Among the entries beneath this sentence, how many lines include the word "building"? Only the number is wanted.
• • • •
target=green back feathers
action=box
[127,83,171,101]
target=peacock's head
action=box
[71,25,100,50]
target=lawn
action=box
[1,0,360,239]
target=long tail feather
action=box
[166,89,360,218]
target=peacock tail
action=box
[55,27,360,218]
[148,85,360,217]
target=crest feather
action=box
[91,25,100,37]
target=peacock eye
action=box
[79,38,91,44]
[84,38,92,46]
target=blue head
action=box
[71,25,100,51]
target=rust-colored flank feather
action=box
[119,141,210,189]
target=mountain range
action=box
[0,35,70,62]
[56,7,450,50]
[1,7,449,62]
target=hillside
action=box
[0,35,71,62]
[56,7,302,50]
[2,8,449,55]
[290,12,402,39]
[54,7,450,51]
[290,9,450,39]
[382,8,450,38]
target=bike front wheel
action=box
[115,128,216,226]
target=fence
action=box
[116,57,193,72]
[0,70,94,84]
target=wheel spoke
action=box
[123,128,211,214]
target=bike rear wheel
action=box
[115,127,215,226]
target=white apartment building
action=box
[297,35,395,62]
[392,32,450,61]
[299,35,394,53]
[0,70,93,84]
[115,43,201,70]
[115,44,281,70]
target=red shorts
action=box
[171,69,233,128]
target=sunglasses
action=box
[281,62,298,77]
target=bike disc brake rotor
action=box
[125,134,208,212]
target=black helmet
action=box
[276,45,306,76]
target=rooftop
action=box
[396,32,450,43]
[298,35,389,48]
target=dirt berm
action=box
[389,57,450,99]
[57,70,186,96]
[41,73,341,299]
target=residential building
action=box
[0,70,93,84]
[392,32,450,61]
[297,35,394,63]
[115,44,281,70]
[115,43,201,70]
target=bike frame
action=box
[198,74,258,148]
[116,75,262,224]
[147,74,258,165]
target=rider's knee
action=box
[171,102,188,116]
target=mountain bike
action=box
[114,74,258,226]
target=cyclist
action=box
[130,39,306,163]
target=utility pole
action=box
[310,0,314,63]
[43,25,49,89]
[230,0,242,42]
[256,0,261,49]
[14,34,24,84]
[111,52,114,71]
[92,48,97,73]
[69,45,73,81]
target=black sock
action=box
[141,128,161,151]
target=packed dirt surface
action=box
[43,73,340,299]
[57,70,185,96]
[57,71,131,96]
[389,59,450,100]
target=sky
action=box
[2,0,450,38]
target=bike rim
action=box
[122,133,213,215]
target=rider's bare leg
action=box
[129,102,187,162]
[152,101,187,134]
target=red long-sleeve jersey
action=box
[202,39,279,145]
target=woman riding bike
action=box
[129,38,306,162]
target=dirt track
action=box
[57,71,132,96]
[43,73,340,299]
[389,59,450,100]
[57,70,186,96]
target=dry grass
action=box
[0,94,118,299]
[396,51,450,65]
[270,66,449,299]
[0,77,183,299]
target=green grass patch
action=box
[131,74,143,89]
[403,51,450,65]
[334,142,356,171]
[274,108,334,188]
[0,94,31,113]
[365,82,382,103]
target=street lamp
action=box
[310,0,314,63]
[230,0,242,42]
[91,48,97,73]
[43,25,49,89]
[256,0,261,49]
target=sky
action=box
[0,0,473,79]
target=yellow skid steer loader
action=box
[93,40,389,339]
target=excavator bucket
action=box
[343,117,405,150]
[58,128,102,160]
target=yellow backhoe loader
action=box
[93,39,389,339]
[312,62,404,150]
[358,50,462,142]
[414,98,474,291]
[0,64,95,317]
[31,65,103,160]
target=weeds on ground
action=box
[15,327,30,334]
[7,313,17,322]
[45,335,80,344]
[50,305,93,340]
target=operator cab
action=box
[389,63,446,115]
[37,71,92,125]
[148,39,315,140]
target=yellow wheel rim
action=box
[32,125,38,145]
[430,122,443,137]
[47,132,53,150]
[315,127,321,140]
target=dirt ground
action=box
• • • •
RESULT OF THIS TASK → 2